[Exercise instructions]
When the line with "Query: metal roof structure" appears below, start repeating lines exactly, and keep going through the line with "like point(415, 233)."; add nothing outside that span.
:: Given data ::
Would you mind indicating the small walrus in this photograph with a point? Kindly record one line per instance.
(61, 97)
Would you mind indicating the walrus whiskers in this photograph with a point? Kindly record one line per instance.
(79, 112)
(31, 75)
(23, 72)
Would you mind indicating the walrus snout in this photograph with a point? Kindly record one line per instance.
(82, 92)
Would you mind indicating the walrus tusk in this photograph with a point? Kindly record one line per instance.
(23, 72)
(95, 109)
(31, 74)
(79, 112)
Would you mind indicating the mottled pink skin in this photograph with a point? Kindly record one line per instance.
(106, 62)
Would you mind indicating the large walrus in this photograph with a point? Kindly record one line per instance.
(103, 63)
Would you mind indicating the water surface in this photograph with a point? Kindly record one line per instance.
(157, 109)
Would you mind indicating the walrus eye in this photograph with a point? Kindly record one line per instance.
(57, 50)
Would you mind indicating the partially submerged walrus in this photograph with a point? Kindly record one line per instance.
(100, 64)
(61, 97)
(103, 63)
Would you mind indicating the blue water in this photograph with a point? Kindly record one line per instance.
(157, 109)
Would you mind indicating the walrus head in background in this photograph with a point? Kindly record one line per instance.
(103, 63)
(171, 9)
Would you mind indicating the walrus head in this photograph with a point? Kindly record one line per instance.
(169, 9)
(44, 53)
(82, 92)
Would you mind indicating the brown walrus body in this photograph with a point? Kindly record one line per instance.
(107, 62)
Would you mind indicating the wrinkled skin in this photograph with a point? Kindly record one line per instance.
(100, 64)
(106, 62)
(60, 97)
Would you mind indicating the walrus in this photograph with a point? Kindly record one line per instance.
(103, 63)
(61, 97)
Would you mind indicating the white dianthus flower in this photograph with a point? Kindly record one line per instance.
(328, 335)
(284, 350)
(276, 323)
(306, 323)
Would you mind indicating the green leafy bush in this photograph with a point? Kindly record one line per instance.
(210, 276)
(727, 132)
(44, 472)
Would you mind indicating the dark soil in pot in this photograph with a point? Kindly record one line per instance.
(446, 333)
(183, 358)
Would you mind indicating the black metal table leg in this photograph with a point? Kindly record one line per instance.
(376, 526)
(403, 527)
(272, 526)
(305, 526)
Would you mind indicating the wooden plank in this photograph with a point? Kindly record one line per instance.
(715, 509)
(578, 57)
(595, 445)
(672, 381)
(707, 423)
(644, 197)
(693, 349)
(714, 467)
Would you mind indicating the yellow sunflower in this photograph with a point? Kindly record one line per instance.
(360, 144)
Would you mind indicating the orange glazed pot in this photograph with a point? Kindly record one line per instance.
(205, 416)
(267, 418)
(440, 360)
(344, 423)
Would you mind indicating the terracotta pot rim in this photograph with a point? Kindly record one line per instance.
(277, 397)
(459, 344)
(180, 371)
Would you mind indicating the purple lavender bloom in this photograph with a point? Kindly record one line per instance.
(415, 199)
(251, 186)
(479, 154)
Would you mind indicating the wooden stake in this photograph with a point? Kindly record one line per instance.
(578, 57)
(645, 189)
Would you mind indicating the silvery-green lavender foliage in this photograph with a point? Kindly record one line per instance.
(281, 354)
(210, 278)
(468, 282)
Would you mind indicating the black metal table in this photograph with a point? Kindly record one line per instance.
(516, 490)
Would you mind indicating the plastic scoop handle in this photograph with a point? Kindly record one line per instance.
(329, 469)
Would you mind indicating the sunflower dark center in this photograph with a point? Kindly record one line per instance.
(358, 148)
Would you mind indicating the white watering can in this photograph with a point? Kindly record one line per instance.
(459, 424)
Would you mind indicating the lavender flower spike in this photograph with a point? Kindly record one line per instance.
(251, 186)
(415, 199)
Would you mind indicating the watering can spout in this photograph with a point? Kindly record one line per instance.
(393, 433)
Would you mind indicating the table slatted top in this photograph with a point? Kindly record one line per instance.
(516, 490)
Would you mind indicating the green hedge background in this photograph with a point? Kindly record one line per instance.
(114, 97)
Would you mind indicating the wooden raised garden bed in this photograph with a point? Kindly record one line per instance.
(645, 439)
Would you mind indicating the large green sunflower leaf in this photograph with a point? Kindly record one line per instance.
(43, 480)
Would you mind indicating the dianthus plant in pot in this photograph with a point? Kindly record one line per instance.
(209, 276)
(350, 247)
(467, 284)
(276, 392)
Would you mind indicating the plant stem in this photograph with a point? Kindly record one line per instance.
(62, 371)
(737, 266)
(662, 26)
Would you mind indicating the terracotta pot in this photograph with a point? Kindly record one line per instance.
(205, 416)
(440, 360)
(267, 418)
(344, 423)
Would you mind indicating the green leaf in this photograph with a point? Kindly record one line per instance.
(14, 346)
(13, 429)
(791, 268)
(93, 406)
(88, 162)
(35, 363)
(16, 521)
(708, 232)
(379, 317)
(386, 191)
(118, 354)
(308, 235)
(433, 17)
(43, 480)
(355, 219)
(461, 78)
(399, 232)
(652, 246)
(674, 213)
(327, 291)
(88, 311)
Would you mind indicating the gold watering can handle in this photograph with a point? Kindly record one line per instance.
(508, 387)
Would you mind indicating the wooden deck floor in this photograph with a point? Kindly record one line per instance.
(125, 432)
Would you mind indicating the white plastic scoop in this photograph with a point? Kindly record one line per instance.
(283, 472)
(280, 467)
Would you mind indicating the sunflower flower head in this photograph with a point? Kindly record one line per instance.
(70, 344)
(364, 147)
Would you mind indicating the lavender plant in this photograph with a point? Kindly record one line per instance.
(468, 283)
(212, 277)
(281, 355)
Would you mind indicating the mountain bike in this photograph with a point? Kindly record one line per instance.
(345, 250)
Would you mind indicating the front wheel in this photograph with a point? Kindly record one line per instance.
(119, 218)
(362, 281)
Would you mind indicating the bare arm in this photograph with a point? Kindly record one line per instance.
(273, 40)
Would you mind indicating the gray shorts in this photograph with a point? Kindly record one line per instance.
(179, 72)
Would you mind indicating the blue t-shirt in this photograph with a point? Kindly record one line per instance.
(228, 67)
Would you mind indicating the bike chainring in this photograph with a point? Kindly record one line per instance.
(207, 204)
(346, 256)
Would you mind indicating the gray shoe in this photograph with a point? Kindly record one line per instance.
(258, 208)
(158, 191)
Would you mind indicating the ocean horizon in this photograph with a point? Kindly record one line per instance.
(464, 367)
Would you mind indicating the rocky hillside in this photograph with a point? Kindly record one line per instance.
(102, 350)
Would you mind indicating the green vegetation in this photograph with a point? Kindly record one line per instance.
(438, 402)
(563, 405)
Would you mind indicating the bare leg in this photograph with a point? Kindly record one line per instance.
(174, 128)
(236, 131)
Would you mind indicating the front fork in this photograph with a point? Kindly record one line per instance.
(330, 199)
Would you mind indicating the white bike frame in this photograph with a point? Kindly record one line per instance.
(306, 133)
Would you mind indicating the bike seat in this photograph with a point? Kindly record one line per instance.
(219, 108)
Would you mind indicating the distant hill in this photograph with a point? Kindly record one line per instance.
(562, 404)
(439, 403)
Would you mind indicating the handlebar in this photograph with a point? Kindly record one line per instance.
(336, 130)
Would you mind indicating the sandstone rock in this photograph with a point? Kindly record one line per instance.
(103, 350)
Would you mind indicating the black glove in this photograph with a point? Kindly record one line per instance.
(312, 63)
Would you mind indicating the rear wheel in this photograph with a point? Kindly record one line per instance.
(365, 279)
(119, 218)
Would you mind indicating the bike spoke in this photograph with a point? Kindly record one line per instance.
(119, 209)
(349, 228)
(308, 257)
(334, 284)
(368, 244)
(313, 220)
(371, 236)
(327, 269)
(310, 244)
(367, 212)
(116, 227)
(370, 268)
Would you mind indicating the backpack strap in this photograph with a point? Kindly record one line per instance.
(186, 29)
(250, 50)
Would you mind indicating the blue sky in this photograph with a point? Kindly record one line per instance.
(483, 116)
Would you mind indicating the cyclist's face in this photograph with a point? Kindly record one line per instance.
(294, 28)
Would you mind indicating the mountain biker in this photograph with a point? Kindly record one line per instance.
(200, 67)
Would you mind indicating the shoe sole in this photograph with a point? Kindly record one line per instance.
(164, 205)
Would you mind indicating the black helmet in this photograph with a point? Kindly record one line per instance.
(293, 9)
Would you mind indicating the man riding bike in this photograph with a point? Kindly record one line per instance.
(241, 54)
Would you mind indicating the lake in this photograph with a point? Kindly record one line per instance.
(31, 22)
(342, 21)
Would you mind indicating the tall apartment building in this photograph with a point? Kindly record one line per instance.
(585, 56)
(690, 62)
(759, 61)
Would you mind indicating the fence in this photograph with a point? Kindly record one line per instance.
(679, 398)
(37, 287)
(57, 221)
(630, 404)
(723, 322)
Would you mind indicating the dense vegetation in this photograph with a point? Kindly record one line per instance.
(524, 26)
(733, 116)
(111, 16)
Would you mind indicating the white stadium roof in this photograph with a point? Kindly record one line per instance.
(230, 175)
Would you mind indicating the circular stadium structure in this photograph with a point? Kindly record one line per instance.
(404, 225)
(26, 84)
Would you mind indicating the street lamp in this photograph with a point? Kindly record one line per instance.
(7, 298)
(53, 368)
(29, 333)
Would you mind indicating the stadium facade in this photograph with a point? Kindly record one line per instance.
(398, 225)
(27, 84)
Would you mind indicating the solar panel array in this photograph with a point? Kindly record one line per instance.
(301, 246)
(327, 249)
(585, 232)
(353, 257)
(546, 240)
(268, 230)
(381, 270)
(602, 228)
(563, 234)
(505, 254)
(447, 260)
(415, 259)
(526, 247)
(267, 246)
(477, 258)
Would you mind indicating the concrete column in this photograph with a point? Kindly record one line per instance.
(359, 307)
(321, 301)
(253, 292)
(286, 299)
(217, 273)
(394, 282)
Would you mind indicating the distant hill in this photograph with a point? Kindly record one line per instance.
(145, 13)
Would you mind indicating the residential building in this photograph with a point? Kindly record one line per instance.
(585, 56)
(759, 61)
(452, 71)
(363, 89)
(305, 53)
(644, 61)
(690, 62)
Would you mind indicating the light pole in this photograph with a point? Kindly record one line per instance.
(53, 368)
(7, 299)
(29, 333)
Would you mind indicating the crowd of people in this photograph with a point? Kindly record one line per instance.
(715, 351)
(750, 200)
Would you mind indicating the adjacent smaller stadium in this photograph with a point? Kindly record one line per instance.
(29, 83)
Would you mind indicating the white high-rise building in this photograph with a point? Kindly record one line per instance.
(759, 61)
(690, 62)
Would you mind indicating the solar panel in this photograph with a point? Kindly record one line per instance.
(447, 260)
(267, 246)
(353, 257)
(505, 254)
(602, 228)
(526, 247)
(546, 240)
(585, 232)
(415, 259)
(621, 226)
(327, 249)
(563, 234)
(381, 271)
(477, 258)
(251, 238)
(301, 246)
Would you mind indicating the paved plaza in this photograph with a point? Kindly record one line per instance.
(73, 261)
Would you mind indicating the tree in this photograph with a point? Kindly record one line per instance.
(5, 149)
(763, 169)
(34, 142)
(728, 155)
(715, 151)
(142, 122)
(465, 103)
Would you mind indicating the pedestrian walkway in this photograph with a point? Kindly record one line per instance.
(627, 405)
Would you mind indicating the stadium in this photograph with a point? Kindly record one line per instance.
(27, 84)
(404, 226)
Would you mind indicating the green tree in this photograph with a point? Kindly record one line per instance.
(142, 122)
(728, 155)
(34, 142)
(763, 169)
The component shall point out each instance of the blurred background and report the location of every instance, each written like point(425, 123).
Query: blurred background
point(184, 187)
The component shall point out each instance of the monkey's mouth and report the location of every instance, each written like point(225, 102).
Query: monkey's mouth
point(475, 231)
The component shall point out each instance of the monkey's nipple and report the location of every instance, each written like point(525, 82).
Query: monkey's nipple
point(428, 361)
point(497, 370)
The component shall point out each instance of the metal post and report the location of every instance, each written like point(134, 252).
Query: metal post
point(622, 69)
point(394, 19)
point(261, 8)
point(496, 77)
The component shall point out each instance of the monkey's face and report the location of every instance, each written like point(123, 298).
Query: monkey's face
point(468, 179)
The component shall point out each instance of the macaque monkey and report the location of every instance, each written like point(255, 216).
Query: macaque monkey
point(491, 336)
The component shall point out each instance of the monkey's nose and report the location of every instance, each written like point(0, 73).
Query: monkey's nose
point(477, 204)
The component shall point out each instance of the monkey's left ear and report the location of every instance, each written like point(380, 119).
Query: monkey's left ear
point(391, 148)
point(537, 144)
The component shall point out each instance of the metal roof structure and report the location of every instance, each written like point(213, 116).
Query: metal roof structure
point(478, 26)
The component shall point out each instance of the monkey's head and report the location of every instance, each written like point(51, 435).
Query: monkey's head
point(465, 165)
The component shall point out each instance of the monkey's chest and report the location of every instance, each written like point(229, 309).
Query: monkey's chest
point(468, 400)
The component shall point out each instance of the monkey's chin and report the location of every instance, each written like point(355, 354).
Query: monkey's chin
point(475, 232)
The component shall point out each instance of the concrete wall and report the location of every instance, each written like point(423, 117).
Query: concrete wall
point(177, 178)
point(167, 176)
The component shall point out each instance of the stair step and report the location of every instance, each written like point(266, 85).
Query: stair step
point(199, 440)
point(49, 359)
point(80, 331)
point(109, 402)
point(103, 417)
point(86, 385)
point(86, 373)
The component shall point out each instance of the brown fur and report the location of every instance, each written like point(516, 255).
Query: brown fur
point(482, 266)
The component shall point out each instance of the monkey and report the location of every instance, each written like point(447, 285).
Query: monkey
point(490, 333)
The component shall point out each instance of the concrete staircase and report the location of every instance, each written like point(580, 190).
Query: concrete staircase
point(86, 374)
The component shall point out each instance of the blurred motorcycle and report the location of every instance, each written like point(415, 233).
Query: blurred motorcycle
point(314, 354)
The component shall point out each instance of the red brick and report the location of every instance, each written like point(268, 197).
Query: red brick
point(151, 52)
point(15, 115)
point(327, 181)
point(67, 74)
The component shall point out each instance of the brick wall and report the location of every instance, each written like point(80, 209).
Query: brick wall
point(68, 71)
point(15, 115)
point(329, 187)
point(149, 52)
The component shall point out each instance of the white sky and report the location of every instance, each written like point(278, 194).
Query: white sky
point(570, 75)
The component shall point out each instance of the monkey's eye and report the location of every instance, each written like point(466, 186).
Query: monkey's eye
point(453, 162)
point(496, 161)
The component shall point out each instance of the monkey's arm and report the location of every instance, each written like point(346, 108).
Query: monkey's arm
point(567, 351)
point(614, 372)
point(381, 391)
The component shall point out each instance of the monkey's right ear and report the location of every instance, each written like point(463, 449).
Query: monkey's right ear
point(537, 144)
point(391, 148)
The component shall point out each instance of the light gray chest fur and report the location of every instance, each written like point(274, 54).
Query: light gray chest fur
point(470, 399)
:::
[Your solution]
Query: metal roof structure
point(478, 26)
The component shall point out each instance of the monkey's head and report the location of every instance, each written like point(51, 435).
Query: monkey's head
point(465, 165)
The component shall point out each instance of the monkey's chest and report the location of every instance, each written like point(229, 309).
Query: monkey's chest
point(468, 400)
The component shall point out each instance of the monkey's chin and report the location of every instance, each written like point(355, 354).
Query: monkey's chin
point(475, 232)
The component shall point out each instance of the concrete wall and report the location of every instance, each written like point(423, 117).
Query: concrete wall
point(177, 178)
point(167, 176)
The component shall point out each instance of the stair step and report the location of every instance, each written like point(266, 85).
Query: stair step
point(199, 440)
point(49, 359)
point(80, 331)
point(109, 402)
point(103, 417)
point(86, 385)
point(86, 373)
The component shall point out each instance of the brown fur and report the location of every instance, each written like point(516, 255).
Query: brown fur
point(482, 266)
The component shall point out each instance of the monkey and report the location of every instance, each written like point(447, 285).
Query: monkey
point(490, 333)
The component shall point out each instance of the concrete staircase and report the location of every instance, each written like point(580, 190).
Query: concrete staircase
point(86, 374)
The component shall point out each instance of the blurred motorcycle and report the location of every instance, each written like point(415, 233).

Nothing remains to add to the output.